Leaving the pictures aside, transcribe every line below exactly.

> Records for this task:

··········

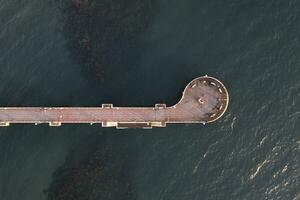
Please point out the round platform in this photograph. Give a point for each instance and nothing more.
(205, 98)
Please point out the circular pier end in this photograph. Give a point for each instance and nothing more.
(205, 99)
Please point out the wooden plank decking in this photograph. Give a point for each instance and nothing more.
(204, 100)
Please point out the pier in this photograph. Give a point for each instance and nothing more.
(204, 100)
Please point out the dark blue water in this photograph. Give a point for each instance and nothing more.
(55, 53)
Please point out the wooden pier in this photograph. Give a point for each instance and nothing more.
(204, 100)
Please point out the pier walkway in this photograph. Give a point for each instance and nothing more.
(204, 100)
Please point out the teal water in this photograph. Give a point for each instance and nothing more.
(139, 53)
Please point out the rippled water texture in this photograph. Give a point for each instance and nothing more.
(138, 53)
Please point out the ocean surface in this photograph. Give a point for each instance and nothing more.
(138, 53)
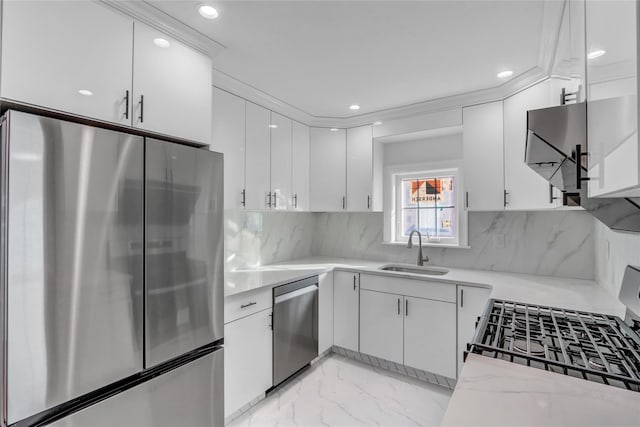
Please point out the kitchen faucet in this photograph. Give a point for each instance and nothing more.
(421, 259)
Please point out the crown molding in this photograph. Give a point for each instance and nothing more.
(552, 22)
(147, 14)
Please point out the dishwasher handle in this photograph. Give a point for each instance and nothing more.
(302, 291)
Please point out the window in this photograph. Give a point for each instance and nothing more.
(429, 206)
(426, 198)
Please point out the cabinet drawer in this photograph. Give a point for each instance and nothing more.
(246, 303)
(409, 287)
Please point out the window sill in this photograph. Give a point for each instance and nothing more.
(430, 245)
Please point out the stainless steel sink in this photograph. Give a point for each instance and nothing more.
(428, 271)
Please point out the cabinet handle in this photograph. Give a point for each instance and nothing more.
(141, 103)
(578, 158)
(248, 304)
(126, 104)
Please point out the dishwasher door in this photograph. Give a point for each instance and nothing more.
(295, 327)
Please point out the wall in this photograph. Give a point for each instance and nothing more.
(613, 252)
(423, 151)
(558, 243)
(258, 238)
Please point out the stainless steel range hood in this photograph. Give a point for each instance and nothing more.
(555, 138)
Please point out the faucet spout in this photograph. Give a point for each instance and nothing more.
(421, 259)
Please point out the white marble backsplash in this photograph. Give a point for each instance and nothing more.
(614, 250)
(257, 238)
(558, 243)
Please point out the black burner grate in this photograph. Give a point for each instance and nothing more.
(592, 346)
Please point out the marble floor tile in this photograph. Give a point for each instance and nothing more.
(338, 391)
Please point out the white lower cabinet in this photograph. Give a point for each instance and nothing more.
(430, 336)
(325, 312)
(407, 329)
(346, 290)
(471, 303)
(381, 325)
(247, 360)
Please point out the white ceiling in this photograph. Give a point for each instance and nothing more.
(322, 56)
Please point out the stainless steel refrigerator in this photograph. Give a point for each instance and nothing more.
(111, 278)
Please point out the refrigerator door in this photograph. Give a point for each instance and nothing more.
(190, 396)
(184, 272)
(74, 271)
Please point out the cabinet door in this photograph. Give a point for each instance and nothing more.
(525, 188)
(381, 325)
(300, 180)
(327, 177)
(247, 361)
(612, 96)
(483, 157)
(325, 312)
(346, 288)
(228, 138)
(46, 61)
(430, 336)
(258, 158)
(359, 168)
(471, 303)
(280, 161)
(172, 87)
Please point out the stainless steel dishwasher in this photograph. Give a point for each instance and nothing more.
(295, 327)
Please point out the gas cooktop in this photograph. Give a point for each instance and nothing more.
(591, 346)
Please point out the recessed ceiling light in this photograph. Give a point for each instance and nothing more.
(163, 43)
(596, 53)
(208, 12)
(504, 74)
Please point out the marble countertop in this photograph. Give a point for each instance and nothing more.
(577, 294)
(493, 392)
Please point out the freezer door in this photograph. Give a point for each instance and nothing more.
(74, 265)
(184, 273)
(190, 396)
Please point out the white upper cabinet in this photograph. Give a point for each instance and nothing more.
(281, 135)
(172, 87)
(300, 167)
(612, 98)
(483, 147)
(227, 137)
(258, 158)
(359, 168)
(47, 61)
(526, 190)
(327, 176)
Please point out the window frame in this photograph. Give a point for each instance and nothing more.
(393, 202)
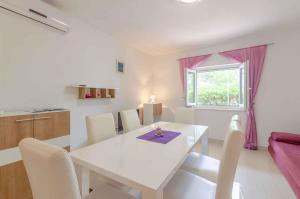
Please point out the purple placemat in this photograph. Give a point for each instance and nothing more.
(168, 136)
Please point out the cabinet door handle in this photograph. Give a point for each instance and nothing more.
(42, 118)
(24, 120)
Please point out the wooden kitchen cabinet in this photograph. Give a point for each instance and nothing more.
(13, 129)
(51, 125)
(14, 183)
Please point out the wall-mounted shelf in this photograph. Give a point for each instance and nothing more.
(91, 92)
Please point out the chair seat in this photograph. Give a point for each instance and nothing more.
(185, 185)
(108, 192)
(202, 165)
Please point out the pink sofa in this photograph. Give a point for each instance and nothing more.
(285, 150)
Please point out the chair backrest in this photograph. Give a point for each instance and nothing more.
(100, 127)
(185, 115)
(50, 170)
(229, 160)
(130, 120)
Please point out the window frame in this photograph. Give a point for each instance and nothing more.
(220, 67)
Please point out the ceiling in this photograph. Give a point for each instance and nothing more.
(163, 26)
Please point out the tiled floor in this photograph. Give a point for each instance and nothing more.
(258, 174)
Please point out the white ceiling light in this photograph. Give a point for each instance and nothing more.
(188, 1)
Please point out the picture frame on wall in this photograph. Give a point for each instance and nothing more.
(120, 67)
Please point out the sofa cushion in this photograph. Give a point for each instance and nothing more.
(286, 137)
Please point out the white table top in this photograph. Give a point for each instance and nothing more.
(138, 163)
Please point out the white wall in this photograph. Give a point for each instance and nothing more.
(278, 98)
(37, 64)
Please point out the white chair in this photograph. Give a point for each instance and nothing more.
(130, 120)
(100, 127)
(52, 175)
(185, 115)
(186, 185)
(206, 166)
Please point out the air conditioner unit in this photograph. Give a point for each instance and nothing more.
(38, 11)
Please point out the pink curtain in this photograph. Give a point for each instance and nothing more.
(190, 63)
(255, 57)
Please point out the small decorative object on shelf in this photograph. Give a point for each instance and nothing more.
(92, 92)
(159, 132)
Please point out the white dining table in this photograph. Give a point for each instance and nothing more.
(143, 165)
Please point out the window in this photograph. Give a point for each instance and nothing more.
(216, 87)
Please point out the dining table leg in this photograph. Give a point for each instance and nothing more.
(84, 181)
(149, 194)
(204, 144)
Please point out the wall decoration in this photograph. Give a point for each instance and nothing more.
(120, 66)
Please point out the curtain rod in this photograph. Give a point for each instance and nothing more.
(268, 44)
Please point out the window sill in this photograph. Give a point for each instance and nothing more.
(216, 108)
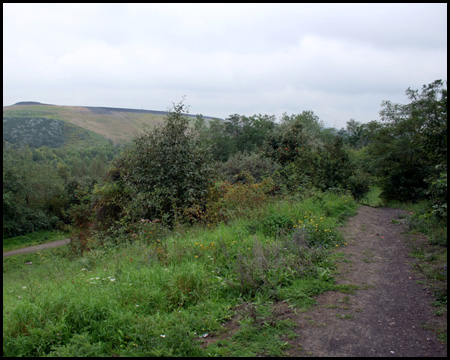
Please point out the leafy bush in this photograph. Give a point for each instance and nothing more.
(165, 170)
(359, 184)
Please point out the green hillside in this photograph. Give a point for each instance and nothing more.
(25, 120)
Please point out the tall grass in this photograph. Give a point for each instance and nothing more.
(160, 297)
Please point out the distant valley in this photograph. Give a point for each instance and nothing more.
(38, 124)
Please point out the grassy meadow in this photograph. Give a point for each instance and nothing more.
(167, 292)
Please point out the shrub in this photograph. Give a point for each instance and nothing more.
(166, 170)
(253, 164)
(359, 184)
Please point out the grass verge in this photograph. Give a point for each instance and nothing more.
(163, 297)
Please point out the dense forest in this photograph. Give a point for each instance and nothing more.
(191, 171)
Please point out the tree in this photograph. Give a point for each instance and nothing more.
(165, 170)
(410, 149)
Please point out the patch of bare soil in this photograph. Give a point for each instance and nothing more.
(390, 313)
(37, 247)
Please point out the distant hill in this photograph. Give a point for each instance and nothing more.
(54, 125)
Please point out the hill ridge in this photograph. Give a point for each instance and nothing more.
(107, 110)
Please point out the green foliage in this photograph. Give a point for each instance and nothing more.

··········

> Exercise output:
Please point out the round platform in this photograph. Give a point for each instance and nothing more.
(205, 98)
Please point out the circular pier end in this photograph. Give a point for each instance and nothing more.
(205, 99)
Please point out the wooden plank decking in this photograph. Give a point for each instance and nothing more.
(204, 100)
Please point out the pier in this photograph. Give a point for each instance and nothing more.
(204, 100)
Please point out the dark blue water in this photograph. Give a point for each instance and nothing more.
(55, 53)
Please point out the wooden pier in this photograph. Give a point for each instance and nothing more.
(204, 100)
Please point out the pier walkway in this photograph. Give a point for each instance and nothing more.
(204, 100)
Please point out the teal water in this photograph. Give a point for each instance and nothing more.
(139, 53)
Please point out the rippled water texture in this photograph. Give a point for each instance and nothing more.
(138, 53)
Please point out the ocean surface in this photograph. Give a point for each instance and nothing more.
(138, 53)
Please point out the kitchen faucet in this photograph. Give a point for each instance and nothing more.
(421, 259)
Please point out the crown molding in this photograph. Give a point for each instance and nothing more.
(552, 22)
(147, 14)
Please point out the dishwasher handle in this photograph. Give a point for each instance and nothing more.
(302, 291)
Please point out the window in this photograph. Give a point for each instance and nothing more.
(429, 206)
(426, 198)
Please point out the cabinet drawer in this photograph. Give a point for each instance and nothing more.
(246, 303)
(409, 287)
Please point out the window sill in this photograph. Give a point for each instance and nothing more.
(430, 245)
Please point out the stainless steel sink in this photograph. Give a point for each instance and nothing more.
(428, 271)
Please point out the cabinet handle in this photograph. Give a point for each instance and nothing more.
(141, 103)
(578, 158)
(248, 304)
(126, 104)
Please point out the dishwasher door in this photograph. Give a point for each instance and nothing more.
(295, 327)
Please point out the wall in this photograph. Give a point for each instance and nothing more.
(613, 252)
(423, 151)
(558, 243)
(258, 238)
Please point out the stainless steel range hood in this photograph. Give a point for each instance and nothing more.
(555, 138)
Please point out the faucet spout in this photograph. Give a point for each instance and nothing more.
(421, 259)
Please point out the white marble backsplash in this photograph. Give a point for each instance and nothing more.
(614, 250)
(257, 238)
(558, 243)
Please point out the black burner grate in this photograph. Give a point for each instance and nothing more.
(592, 346)
Please point out the marble floor tile in this photograph. Give a point for each instance and nothing more.
(338, 391)
Please point out the white lower cabinet in this photograph. Give a point for each instance and nothing more.
(430, 336)
(325, 312)
(407, 329)
(346, 290)
(471, 303)
(381, 325)
(247, 360)
Please point out the white ceiling in this photograph. Give a point for each instance and nothing more.
(322, 56)
Please point out the stainless steel refrigerator in this photograph. Give a point for each instance and nothing more.
(111, 278)
Please point out the refrigerator door in this photograph. Give a point for each instance and nothing more.
(190, 396)
(184, 272)
(74, 271)
Please point out the cabinet door in this photograph. Give a point for each instance and nothing more.
(525, 188)
(381, 325)
(300, 180)
(327, 177)
(247, 361)
(612, 96)
(483, 157)
(325, 312)
(346, 288)
(228, 138)
(46, 61)
(430, 336)
(258, 158)
(359, 168)
(471, 303)
(280, 161)
(172, 87)
Please point out the stainless steel dishwasher in this photograph. Give a point for each instance and nothing more.
(295, 327)
Please point out the gas cooktop in this photograph. Give a point for each instance and nothing more.
(591, 346)
Please point out the recessed ceiling light in this photograph. Give a point for each instance and nothing more.
(163, 43)
(596, 53)
(208, 12)
(504, 74)
Please point out the marble countertop in this photograph. Give a point for each instance and nothing more.
(577, 294)
(493, 392)
Please point out the freezer door in this photograph. Give a point for each instance and nothing more.
(74, 265)
(184, 273)
(190, 396)
Please point out the white upper cabinet in this photograph. Give a point for each instance and nothing more.
(281, 135)
(172, 87)
(300, 167)
(612, 98)
(483, 147)
(227, 137)
(258, 158)
(359, 168)
(47, 61)
(526, 190)
(327, 176)
Please point out the window frame in this photograph. Give a point for each instance and nothing more.
(393, 202)
Please point out the purple placemat in this photograph. Give a point for each instance and nothing more.
(168, 136)
Please point out the cabinet door handle in this photograph. Give a point for each instance and nothing more.
(42, 118)
(24, 120)
Please point out the wooden kitchen cabinet in this photograph. Give a point for each instance and nothing more.
(13, 129)
(51, 125)
(14, 183)
Please point out the wall-mounted shelf in this photograph. Give a point for each instance and nothing more.
(91, 92)
Please point out the chair seat in this photograph. Give a point for each instance and nothing more.
(185, 185)
(108, 192)
(202, 165)
Please point out the pink sofa in this photograph. Give a point for each instance and nothing more.
(285, 150)
Please point out the chair backrest in this photograph. Give a point for each instance and nothing more.
(100, 127)
(185, 115)
(50, 170)
(229, 160)
(130, 120)
Please point out the window frame in this photograph. Give a point for each instance and nothing more.
(220, 67)
Please point out the ceiling in this photograph. Give a point for each instance and nothing more.
(163, 26)
Please point out the tiled floor in this photograph. Give a point for each instance and nothing more.
(258, 174)
Please point out the white ceiling light in this photograph. Give a point for each instance and nothing more.
(188, 1)
Please point out the picture frame on wall in this photograph. Give a point for each instance and nothing more.
(120, 67)
Please point out the sofa cushion in this photograph. Give a point for each instance and nothing more.
(286, 137)
Please point out the white table top in this photograph. Give a point for each instance and nothing more.
(138, 163)
Please point out the white wall in this photograph. Give a point for each instance and nothing more.
(278, 98)
(37, 64)
Please point out the white chair in this photograph. Give a point for each instance and nothing more.
(130, 120)
(100, 127)
(52, 175)
(185, 115)
(186, 185)
(206, 166)
Please point out the air conditioner unit in this photograph. Give a point for each instance and nothing more.
(38, 11)
Please point out the pink curtain in this photograph. Give a point for each instance and nothing more.
(190, 63)
(255, 57)
Please point out the small decorative object on shelf in this photograph. Give a point for each instance and nothing more.
(92, 92)
(159, 132)
Please point out the white dining table in this photograph. Give a point for each instance and nothing more.
(143, 165)
Please point out the window in this photograph. Give a point for each instance and nothing more.
(216, 87)
Please point out the dining table leg in this photograph. Give a point for each instance and nothing more.
(84, 181)
(149, 194)
(204, 144)
Please point out the wall decoration in this photograph. Give a point for each instance and nothing more.
(120, 66)
Please point out the curtain rod in this photograph. Give a point for each instance and nothing more.
(268, 44)
Please point out the window sill in this photograph. Give a point for each instance and nothing more.
(216, 108)
Please point out the leafy bush in this photograph. Give a point for each instance and nothing more.
(165, 170)
(359, 184)
Please point out the green hillside in this photograph. Give a point for each instance and nothing more.
(25, 120)
Please point out the tall grass in this photograph. Give a point for each instance and nothing more.
(160, 297)
Please point out the distant valley in this photograph. Give a point for each instance and nothing more.
(38, 124)
Please point out the grassy meadow in this photograph. Give a point for each instance and nothing more.
(167, 292)
Please point out the shrub in this photograph. Give a point for each instance and nothing more.
(166, 170)
(253, 164)
(359, 184)
Please point out the grass verge in this photograph. Give a point for each instance and nothing more.
(163, 297)
Please point out the dense forest in this photograph. Give a point for each instance and nothing more.
(191, 171)
Please point out the tree in this photograph. Give a point for each instance and nothing more.
(165, 170)
(410, 149)
Please point out the patch of bare soil in this photograph. Give a point for each instance and nothing more.
(390, 313)
(37, 247)
Please point out the distant hill in this photograph. Give a point for each instance and nothing more.
(54, 125)
Please point out the hill ridge in this photograph. Give a point for each instance and nothing more.
(107, 110)
Please point out the green foliage in this photograph. Give a point for each instance and nothing more.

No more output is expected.